__PROBLEM TO SOLVE__: Reproduce every one of the entries below verbatim, line for line.

__AVAILABLE DATA__:
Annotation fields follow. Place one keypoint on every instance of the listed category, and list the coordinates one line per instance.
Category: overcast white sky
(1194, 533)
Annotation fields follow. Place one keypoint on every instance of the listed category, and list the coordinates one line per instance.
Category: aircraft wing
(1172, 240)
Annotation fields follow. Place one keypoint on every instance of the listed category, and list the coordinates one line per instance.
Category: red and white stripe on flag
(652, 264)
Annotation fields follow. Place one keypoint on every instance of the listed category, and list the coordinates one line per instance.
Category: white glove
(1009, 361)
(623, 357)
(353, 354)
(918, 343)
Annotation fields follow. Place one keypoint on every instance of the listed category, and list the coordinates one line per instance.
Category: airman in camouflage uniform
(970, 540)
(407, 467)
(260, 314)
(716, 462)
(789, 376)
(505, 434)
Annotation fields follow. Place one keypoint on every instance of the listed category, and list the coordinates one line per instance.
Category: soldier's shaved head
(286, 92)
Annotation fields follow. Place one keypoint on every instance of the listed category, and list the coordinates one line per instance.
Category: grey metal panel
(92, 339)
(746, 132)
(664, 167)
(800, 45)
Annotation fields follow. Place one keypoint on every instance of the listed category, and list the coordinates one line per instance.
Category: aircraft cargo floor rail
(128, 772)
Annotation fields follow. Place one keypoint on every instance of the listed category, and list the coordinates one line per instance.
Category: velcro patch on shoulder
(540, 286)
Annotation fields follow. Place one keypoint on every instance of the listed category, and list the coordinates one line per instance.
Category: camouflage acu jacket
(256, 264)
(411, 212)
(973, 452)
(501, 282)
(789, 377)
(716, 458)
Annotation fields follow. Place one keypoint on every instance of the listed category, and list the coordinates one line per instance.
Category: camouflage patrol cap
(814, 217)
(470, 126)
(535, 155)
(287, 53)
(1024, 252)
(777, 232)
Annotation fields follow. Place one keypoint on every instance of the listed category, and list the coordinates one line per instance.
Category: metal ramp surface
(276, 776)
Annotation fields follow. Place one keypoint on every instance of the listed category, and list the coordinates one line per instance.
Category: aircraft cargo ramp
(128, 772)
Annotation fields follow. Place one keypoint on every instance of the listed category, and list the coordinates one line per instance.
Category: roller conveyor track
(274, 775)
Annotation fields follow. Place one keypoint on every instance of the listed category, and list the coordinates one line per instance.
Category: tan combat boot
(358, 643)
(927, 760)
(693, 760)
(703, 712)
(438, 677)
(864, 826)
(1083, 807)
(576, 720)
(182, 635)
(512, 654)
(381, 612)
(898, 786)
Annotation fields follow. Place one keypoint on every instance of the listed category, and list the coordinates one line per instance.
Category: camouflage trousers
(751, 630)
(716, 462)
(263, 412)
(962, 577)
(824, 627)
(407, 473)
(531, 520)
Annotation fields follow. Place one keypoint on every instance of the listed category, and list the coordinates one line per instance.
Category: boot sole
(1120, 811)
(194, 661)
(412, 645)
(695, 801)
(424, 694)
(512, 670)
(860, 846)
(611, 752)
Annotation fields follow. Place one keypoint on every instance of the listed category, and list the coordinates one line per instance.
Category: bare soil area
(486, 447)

__IN RESPONSE__:
Annotation fields follow. Place one keypoint on every instance of the listed category, and list the coordinates one line per instance.
Category: overcast white sky
(1194, 533)
Annotation fields follow. Place one keypoint on every instance of the listed category, and list the coordinates one line per instance.
Category: aircraft wing
(1172, 240)
Annotation fields follow. Place one keypoint on every instance of the listed category, and list the coordinates one line per instance.
Category: red and white stripe on flag
(652, 264)
Annotation fields follow. Place one keypoint on every instance of the listed category, and list the coordinates one line per instance.
Category: white glove
(1009, 361)
(623, 357)
(353, 354)
(918, 343)
Annotation fields follow. Place one keypoint on every instance of the listed category, and list the coordinates one line per instance.
Category: airman in camouflage uniform
(970, 540)
(407, 467)
(260, 314)
(716, 462)
(789, 376)
(505, 434)
Annotation fields follow. Place one keypoint on every instance of the listed category, and list the coordinates one line per instance.
Category: soldier's shaved head
(286, 92)
Annotation fields follow. Place one keypoint on every instance of the listed category, and list the coordinates one line per instance.
Category: grey metal panel
(92, 339)
(746, 132)
(664, 167)
(800, 45)
Annotation fields follow. Place one keypoint on every instance of the listed category, and list the coordinates one line per instance.
Category: aircraft cargo floor rail
(128, 772)
Annotation fields follow. Place one keypoint on every instance of the listed category, and list the coordinates one line per instance.
Category: velcro patch on shoulder
(540, 286)
Annotation fields follow. Place one keypoint on every instance of the listed category, and list the coordinates one line per instance.
Category: camouflage acu jacket
(256, 264)
(411, 212)
(973, 452)
(501, 282)
(789, 377)
(716, 458)
Annotation fields follow. Place one keypoint on every instance of the listed category, and list the coordinates one line per instance.
Category: camouflage patrol cap
(814, 217)
(470, 126)
(535, 155)
(287, 53)
(1024, 252)
(777, 232)
Annotation fields follow. Place one keypoint on every instance of the listed category, and list the coordinates one line per instance.
Category: metal ramp surface
(276, 776)
Annotation fields follow. Place one keypoint on every instance of the listed category, and list the coordinates one line per instance.
Category: aircraft cargo ramp
(128, 772)
Annotation fields follow. Place one keypoint on every instance of the listed category, and list the coordinates one line per instance.
Category: roller conveyor track
(274, 775)
Annotation fields follow. Place one keypoint on every instance of the listed category, and list the coordinates one line per instance.
Category: tan combat boot
(358, 643)
(927, 760)
(693, 760)
(703, 712)
(438, 677)
(864, 826)
(1083, 807)
(576, 720)
(182, 635)
(512, 654)
(381, 612)
(898, 786)
Annotation fields follow. Place one keypoint on every instance of the listed category, and list the coordinates one line per instance.
Category: camouflage trousers
(751, 630)
(716, 462)
(263, 412)
(962, 577)
(824, 627)
(407, 473)
(531, 520)
Annotation fields follow. Place one keypoint on every instance of the listed category, and list the coordinates one line per instance.
Category: boot sole
(1120, 811)
(194, 661)
(412, 645)
(695, 801)
(424, 694)
(512, 670)
(860, 846)
(611, 752)
Annotation fields follow. Place one keypoint on every instance of the listed category, and list the coordinates one line per instance.
Category: bare soil area
(486, 447)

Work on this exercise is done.